• Do this
Your task is to quote the material that follows, in full and exactly.

--- Start Task inputs ---

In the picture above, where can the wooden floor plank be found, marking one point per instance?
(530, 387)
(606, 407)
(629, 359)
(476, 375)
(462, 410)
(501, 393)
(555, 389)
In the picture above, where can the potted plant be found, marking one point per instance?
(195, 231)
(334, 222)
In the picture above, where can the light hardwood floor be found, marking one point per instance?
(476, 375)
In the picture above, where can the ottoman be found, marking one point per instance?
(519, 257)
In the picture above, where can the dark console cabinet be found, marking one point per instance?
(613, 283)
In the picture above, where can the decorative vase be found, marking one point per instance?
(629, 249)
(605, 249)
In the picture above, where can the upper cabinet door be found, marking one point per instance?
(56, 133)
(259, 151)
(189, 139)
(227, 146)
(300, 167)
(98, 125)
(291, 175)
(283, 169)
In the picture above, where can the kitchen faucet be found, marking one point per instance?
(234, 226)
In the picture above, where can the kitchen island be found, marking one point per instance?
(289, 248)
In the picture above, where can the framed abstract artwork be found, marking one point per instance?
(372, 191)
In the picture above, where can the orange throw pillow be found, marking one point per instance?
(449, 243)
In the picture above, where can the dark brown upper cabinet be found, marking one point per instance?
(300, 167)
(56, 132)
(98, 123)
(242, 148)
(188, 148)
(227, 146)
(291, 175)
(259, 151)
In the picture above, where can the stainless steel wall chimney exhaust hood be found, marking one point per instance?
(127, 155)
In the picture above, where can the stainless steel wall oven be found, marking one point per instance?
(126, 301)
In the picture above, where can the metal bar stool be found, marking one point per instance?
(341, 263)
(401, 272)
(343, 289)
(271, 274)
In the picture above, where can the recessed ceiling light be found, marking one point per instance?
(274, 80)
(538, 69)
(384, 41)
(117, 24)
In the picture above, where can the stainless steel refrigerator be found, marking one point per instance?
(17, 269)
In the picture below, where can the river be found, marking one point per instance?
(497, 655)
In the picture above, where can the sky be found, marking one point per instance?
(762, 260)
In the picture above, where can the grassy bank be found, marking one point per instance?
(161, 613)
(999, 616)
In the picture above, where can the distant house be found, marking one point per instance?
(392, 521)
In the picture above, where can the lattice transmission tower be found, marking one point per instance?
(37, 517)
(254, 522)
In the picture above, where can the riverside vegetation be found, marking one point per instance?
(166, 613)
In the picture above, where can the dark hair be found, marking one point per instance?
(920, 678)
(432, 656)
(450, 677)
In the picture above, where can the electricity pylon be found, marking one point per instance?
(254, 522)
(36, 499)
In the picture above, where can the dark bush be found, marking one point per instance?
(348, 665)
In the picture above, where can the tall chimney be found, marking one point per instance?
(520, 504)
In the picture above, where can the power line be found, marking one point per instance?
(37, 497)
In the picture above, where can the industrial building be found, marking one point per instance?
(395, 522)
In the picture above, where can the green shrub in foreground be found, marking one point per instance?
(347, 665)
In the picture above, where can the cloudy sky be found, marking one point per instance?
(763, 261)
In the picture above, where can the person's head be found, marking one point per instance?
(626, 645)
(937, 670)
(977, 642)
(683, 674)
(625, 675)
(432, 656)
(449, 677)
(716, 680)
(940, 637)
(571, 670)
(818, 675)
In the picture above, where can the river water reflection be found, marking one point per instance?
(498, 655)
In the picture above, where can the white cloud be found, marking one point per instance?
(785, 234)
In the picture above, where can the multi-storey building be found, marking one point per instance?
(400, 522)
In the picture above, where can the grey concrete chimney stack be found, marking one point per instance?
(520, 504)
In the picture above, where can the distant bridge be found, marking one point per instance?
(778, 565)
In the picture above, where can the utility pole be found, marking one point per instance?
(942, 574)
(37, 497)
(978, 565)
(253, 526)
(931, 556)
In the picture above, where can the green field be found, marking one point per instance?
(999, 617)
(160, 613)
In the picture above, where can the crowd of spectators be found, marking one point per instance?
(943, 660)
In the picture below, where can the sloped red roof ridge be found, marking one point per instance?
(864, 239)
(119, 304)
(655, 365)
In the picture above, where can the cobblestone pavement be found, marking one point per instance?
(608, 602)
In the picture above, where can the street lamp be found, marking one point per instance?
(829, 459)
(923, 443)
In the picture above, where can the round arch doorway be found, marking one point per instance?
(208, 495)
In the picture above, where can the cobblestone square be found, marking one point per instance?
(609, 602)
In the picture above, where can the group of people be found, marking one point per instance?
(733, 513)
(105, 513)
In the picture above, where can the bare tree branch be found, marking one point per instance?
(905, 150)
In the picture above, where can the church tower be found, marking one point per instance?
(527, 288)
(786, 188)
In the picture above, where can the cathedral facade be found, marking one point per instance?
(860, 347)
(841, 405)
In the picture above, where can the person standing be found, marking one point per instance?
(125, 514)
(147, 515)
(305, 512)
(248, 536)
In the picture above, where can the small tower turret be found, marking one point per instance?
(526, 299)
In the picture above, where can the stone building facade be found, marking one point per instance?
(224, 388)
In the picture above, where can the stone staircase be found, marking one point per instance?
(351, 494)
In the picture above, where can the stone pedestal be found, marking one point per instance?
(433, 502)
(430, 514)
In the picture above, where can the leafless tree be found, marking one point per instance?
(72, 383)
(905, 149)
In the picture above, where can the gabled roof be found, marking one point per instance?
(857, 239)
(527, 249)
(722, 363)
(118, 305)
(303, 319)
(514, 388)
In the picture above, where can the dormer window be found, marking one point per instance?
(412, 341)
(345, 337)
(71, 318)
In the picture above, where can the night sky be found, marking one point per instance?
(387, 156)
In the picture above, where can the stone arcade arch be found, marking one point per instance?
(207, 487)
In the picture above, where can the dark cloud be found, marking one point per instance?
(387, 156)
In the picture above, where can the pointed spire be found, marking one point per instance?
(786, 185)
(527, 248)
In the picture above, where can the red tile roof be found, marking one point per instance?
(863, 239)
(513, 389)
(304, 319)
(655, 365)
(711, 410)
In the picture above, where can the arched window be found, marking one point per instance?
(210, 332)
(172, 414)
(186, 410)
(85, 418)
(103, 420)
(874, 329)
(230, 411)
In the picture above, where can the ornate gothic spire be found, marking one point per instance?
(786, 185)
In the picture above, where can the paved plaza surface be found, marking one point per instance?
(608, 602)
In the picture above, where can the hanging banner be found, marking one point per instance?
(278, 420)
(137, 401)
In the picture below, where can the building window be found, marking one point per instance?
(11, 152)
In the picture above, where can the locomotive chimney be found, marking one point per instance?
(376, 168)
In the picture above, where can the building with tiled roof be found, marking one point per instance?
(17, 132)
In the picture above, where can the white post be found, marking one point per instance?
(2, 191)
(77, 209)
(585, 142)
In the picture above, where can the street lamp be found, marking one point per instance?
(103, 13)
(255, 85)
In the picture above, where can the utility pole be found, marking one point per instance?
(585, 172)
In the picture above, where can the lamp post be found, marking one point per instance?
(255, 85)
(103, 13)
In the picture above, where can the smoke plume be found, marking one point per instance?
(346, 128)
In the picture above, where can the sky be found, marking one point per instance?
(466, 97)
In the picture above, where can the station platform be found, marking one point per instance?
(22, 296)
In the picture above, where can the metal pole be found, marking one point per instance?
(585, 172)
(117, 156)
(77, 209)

--- End Task inputs ---

• Solution to this task
In the picture above, where can the wooden floor plank be found, marking one point per instance?
(530, 387)
(606, 407)
(629, 359)
(476, 375)
(462, 410)
(501, 393)
(555, 389)
In the picture above, where can the potted plant be found, marking one point per instance?
(195, 231)
(334, 222)
In the picture above, where can the light hardwood floor be found, marking one point per instance?
(476, 375)
In the picture above, where can the ottoman be found, marking one point per instance?
(519, 257)
In the picture above, where can the dark console cabinet be found, marking one point per instance?
(613, 283)
In the picture above, where can the decorative vase be found, marking one point per instance?
(629, 249)
(605, 249)
In the picture above, where can the upper cabinet door be found, marking one point per instance?
(56, 133)
(259, 151)
(189, 139)
(227, 146)
(300, 167)
(98, 125)
(291, 175)
(283, 169)
In the picture above, where can the kitchen faucet be found, marking one point per instance?
(234, 226)
In the picture above, where can the kitchen island be found, marking one point per instance?
(289, 248)
In the picture above, where can the framed abstract artwork be found, marking one point per instance?
(372, 191)
In the picture above, where can the orange throw pillow be found, marking one point per instance?
(449, 243)
In the picture above, where can the dark brown upper cabinet be found, marking one point per instance?
(300, 167)
(56, 132)
(98, 123)
(242, 148)
(188, 148)
(227, 146)
(291, 175)
(259, 151)
In the picture above, where can the stainless steel wall chimney exhaust hood be found, marking one point per instance?
(127, 155)
In the picture above, where can the stainless steel wall oven be found, marking one point per instance?
(126, 301)
In the picture above, where can the metal bar stool be found, marking one point per instance?
(341, 263)
(401, 272)
(343, 289)
(271, 274)
In the picture above, where can the recessed ceiling light be found, marking one point per instance?
(274, 80)
(538, 69)
(384, 41)
(117, 24)
In the picture above, where can the stainless steel refrigerator be found, marking one point per instance?
(17, 269)
In the picture below, where can the river be found, marking one point per instance?
(497, 655)
In the picture above, where can the sky be found, marking one point per instance?
(762, 260)
In the picture above, where can the grassy bank be found, marking one point per instance?
(161, 613)
(999, 616)
In the picture above, where can the distant house be found, marking one point per instance?
(392, 521)
In the picture above, where can the lattice transmission tower be found, marking one point per instance?
(37, 517)
(254, 522)
In the picture above, where can the riverside vegetation be found, marking one point per instance?
(166, 613)
In the picture above, where can the dark hair be found, marking one point per instance?
(920, 678)
(432, 656)
(450, 677)
In the picture above, where can the electricity pylon be found, marking one point per instance?
(254, 522)
(36, 499)
In the picture above, where can the dark bush be found, marking one point per instance?
(348, 665)
In the picture above, where can the tall chimney be found, marking one point per instance?
(520, 504)
In the picture above, where can the power line be found, marking one point per instance?
(37, 497)
In the picture above, where can the industrial building be found, marking one point per instance?
(395, 522)
In the picture above, where can the green shrub in foreground be found, marking one point per instance?
(347, 665)
In the picture above, where can the cloudy sky be found, marking one point per instance?
(763, 261)
In the picture above, where can the person's head be found, marking one point per instance?
(626, 645)
(937, 670)
(977, 642)
(683, 674)
(625, 675)
(432, 656)
(449, 677)
(716, 680)
(940, 637)
(571, 670)
(818, 675)
In the picture above, where can the river water reflection be found, marking one point per instance?
(498, 655)
In the picture above, where can the white cloud be found, marking one point per instance?
(785, 234)
In the picture above, where can the multi-storey building be found, marking one point per instance?
(400, 522)
In the picture above, where can the grey concrete chimney stack be found, marking one point per instance?
(520, 504)
In the picture above, where can the distant bridge be found, marking one point per instance?
(778, 565)
In the picture above, where can the utility pole be found, marking one point per instance?
(942, 574)
(37, 497)
(978, 565)
(253, 526)
(931, 556)
In the picture above, where can the green field be found, marking one point per instance?
(999, 617)
(160, 613)
In the picture above, where can the crowd of spectators be found, marking one point per instance?
(943, 660)
In the picture below, where can the sloped red roof ridge be found, marking one point per instance?
(864, 239)
(119, 304)
(655, 365)
In the picture above, where can the cobblestone pavement be found, marking one point per instance?
(608, 602)
In the picture above, where can the street lamp be found, marking one point per instance?
(829, 459)
(923, 443)
In the picture above, where can the round arch doorway be found, marking one point per instance?
(208, 495)
In the picture above, where can the cobblestone square be found, marking one point per instance?
(609, 602)
In the picture above, where can the group of people be found, marking one point per instance?
(733, 513)
(105, 513)
In the picture above, where can the bare tree branch be found, marking one point per instance?
(905, 150)
In the picture above, where can the church tower be found, marking one point per instance?
(527, 288)
(786, 188)
In the picture above, where can the cathedral facade be found, marking one point per instance?
(860, 347)
(841, 405)
In the picture above, where can the person standing be found, marking one point per instance?
(125, 514)
(147, 515)
(305, 512)
(248, 536)
In the picture above, where can the small tower turret be found, marking one point per instance?
(526, 299)
In the picture above, where can the stone building facade be found, marking one point per instance?
(224, 388)
In the picture above, where can the stone staircase be found, marking one point per instance?
(351, 494)
In the picture above, where can the stone pedestal be found, marking one point per instance?
(433, 502)
(430, 514)
In the picture above, where can the leafless tree be found, marking one point per instance?
(72, 383)
(905, 149)
In the picture above, where can the gabled roof be found, marking one point per instance?
(857, 239)
(527, 249)
(722, 363)
(118, 305)
(303, 319)
(514, 388)
In the picture above, where can the dormer window be found, marking one point per instance?
(412, 341)
(345, 337)
(71, 318)
In the picture above, where can the night sky be found, marking one point per instance?
(387, 156)
In the picture above, where can the stone arcade arch be found, marking one point per instance?
(207, 487)
In the picture above, where can the dark cloud be found, marking one point per instance?
(387, 156)
In the picture above, where can the pointed spire be found, marking one point per instance?
(786, 185)
(527, 248)
In the picture above, where can the red tile roof be found, marking one point per instance?
(863, 239)
(513, 389)
(304, 319)
(655, 365)
(711, 410)
In the picture above, where can the arched window be found, marking one point per instance?
(210, 332)
(172, 414)
(186, 410)
(85, 418)
(103, 420)
(874, 329)
(230, 411)
In the picture above, where can the ornate gothic spire be found, marking one point per instance?
(786, 185)
In the picture above, where can the paved plaza surface be found, marking one point per instance?
(608, 602)
In the picture above, where can the hanging banner be found, marking one point per instance?
(278, 420)
(137, 401)
In the picture below, where can the building window be found, marking one point per instance?
(11, 152)
In the picture above, where can the locomotive chimney be found, marking one point per instance?
(376, 168)
In the picture above, where can the building with tiled roof be found, marking one point per instance?
(17, 132)
In the picture above, where can the white post be found, marking one point per instance?
(2, 191)
(77, 209)
(585, 142)
In the picture above, where can the street lamp be found, marking one point per instance?
(103, 13)
(255, 85)
In the picture above, where can the utility pole be found, marking one point per instance?
(585, 172)
In the picture above, where can the lamp post be found, marking one point per instance?
(255, 85)
(103, 13)
In the picture above, where can the smoke plume be found, marking one point per instance?
(346, 128)
In the picture above, where can the sky be found, marking one point per instance?
(466, 97)
In the picture above, where can the station platform be found, marking one point per instance?
(22, 296)
In the picture above, where can the metal pole be found, marking one point per instance?
(585, 172)
(117, 156)
(77, 209)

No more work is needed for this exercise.